What you will do: Return every one of the following records verbatim, in the same order and without any changes.

=-=-=-=-=

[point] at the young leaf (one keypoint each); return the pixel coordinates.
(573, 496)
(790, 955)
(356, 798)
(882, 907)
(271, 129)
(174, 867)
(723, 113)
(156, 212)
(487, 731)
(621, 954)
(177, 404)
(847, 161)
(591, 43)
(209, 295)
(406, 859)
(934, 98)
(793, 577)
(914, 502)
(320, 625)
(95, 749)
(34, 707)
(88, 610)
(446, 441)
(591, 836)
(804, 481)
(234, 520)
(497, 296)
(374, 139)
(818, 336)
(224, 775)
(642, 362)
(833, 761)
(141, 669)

=-=-=-=-=

Exercise answer:
[point] at the young leaf (one keypoint each); return the pixel coordinates.
(573, 496)
(790, 955)
(356, 798)
(882, 907)
(271, 129)
(174, 867)
(723, 113)
(156, 212)
(487, 731)
(621, 954)
(177, 404)
(847, 161)
(591, 43)
(209, 295)
(406, 859)
(934, 98)
(793, 577)
(914, 502)
(320, 625)
(95, 749)
(34, 707)
(88, 610)
(446, 441)
(591, 836)
(804, 481)
(234, 520)
(497, 296)
(374, 139)
(818, 336)
(224, 775)
(642, 362)
(833, 761)
(141, 669)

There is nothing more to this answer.